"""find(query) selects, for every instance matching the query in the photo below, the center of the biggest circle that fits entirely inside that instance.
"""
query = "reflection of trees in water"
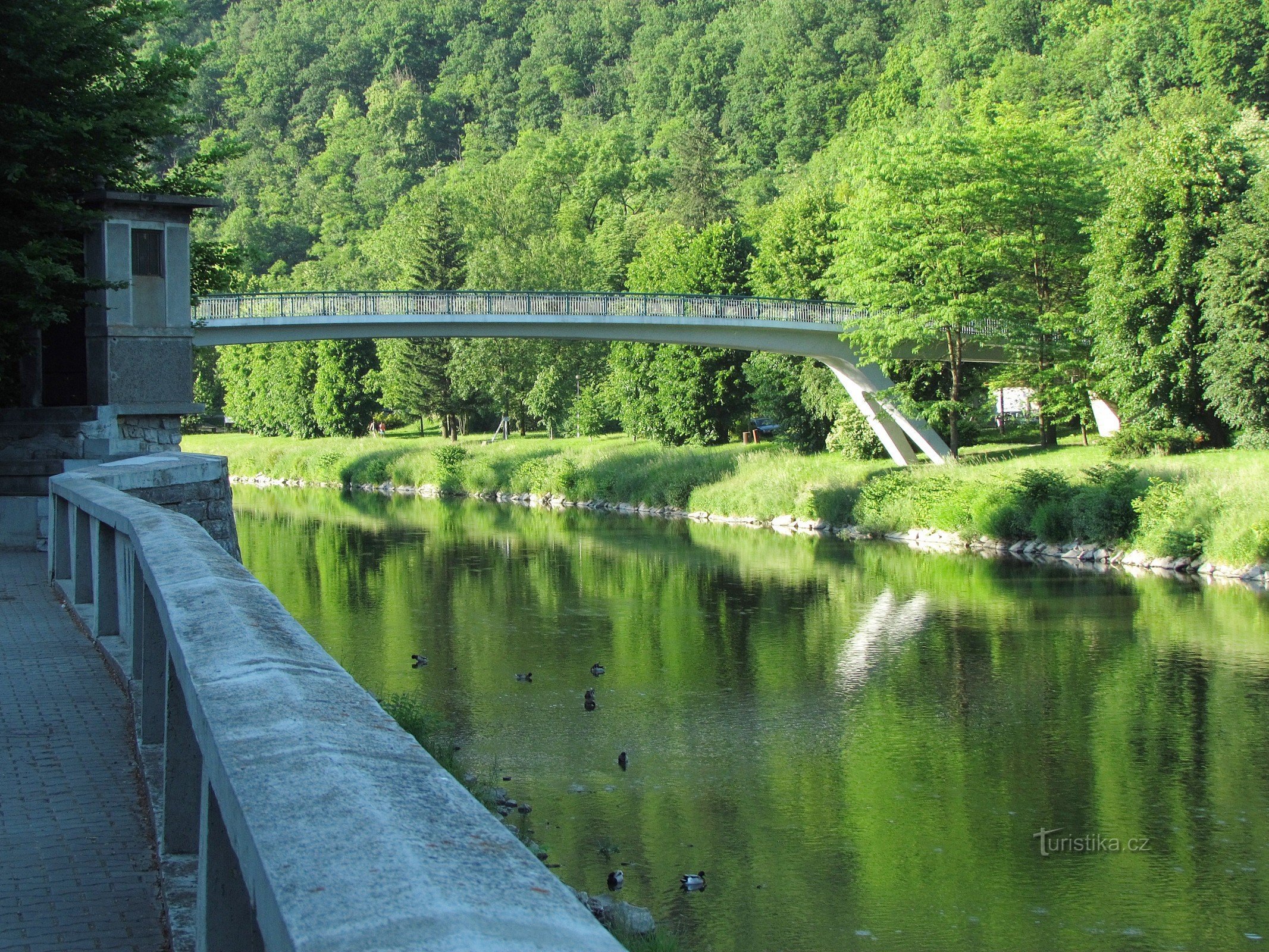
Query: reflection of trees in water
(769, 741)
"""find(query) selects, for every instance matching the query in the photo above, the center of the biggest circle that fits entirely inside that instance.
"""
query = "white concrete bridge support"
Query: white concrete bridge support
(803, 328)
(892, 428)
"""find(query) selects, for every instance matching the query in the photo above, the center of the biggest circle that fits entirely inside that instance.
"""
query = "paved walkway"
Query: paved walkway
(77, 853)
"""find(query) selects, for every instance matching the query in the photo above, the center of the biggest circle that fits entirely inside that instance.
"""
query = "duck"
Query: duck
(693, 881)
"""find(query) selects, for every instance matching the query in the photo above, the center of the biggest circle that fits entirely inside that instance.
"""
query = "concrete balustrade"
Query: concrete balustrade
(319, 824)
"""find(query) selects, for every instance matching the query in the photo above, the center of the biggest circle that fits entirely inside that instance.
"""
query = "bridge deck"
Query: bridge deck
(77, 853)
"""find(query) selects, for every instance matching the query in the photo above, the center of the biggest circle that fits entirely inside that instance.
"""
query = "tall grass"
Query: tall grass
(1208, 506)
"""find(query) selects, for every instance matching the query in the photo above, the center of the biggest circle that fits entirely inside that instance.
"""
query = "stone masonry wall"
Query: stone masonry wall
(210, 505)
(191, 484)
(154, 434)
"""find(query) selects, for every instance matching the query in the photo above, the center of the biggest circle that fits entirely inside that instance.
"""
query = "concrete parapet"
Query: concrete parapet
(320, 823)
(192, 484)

▸ Stated exercise: Produce an exact copy of each line of data, skipping embedded images.

▸ Answer for this exercise:
"""find(query) selects, for every instance matching the query in the photo below, the center of the biggest circle that fits entirely inside that instance.
"""
query = "reflection of trees in water"
Query: reflection of trees in water
(769, 741)
"""find(query) selects, for every instance matching the query in the photo above, the center of the biggest circle that fits entirely inside that instance.
"""
query = "white concrete bridge support"
Query: white concrete bridge support
(803, 328)
(892, 428)
"""find(query) selects, for every instance matching the query in the photo above, the center of the biggest circle that fits entirely inside that instance.
"""
query = "paved walkway"
Query: paved walkway
(77, 853)
"""find(query) selects, for every instance matching the query in the photo above, the center of the biggest circle that fits entirely inside that instance.
"""
query = "duck"
Query: duck
(693, 881)
"""find(query) selects, for every instance matching the query in the photo above, the center of the biggest circle that fits entirely inside that instance.
"""
query = "concrete balustrade"
Query: concrete balustrade
(319, 824)
"""find(query) selects, for every instance matching the query in the photo above, the center of the biggest circle that fits entirely inside that instance.
"""
query = "bridge deck"
Query: bridge deck
(77, 853)
"""find(query) selects, for every instance matching the query in the photo above, the center of the biggest circle that fits entirely inside that instance.
"""
query = "tall grass"
Query: tall grass
(1208, 506)
"""find(query) selects, for every instance matching the query in the photo above, the center of the biggest circle that fits entirely inside that instance.
"""
query = "stone masonry wall"
Query: stone masonry wall
(210, 505)
(191, 484)
(154, 434)
"""find(query) selects, for every instance matching the query in the photo above, the center of the biggest circle that fits entirely inside that instance.
"""
query = "concrete parapet"
Query: concrete parapet
(320, 823)
(192, 484)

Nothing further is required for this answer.